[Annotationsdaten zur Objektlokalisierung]
........

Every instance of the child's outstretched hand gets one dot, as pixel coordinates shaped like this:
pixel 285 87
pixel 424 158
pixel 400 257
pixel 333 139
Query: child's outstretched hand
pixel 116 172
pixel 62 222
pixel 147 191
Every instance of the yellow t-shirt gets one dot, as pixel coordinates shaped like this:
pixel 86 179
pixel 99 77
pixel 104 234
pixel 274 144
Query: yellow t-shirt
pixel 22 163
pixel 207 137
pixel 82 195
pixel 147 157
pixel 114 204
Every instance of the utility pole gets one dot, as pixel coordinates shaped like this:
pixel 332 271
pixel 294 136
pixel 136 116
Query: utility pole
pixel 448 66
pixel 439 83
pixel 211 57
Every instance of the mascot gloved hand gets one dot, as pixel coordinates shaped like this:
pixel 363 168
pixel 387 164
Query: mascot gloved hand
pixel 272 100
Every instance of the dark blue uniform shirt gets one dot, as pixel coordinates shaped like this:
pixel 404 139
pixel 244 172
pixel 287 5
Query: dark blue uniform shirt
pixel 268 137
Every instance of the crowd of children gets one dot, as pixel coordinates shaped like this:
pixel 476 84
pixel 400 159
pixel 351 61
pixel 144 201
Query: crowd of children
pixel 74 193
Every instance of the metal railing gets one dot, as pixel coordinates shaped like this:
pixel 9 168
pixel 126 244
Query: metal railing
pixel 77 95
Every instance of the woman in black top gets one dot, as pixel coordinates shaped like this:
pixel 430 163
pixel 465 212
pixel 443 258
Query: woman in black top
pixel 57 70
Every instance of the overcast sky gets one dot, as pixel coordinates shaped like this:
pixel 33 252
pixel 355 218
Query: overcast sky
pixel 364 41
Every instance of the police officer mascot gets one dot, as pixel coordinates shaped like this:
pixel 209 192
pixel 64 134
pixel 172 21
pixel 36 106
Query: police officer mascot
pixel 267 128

........

[Aufgabenziel]: Ändern Sie in sämtlichen Zeilen oben jedes „Query“ in „Target“ und geben Sie die Zeilen ansonsten unverändert wieder.

[Aufgabenergebnis]:
Every instance of the child's outstretched hand gets one dot, as pixel coordinates shaped like this:
pixel 285 87
pixel 424 158
pixel 400 257
pixel 333 139
Target: child's outstretched hand
pixel 116 172
pixel 62 222
pixel 147 191
Every instance of the yellow t-shirt gets one dot, as pixel coordinates shaped like this:
pixel 86 179
pixel 99 77
pixel 104 234
pixel 274 144
Target: yellow t-shirt
pixel 22 163
pixel 207 137
pixel 82 195
pixel 147 157
pixel 114 204
Every instance of the utility pole gets one dot, as pixel coordinates shaped like this:
pixel 332 271
pixel 294 136
pixel 136 116
Target: utility pole
pixel 448 66
pixel 439 83
pixel 211 57
Every instance of the mascot gloved hand gets one dot, as pixel coordinates shaped like this:
pixel 363 168
pixel 387 164
Target: mascot gloved hand
pixel 272 100
Every instance of the dark blue uniform shirt gets one dot, as pixel coordinates shaped like this:
pixel 404 139
pixel 244 172
pixel 287 5
Target: dark blue uniform shirt
pixel 268 137
Every instance of the crowd of children gets one dot, as pixel coordinates shaped like this:
pixel 476 84
pixel 400 159
pixel 351 61
pixel 144 201
Target: crowd of children
pixel 74 193
Every instance of the metal railing gets one dot, as pixel coordinates shaped like this:
pixel 9 168
pixel 126 244
Target: metal railing
pixel 77 95
Every instance of the woman in black top gets one dot, as pixel coordinates shaped like this:
pixel 430 163
pixel 465 212
pixel 443 258
Target: woman in black top
pixel 57 70
Every instance of the overcast sky gets one dot, as pixel coordinates shaped like this:
pixel 33 252
pixel 355 218
Target: overcast sky
pixel 364 41
Every instance of the police officer mascot gets one dot, as pixel coordinates shaped like this:
pixel 209 192
pixel 64 134
pixel 172 21
pixel 36 106
Target: police officer mascot
pixel 267 128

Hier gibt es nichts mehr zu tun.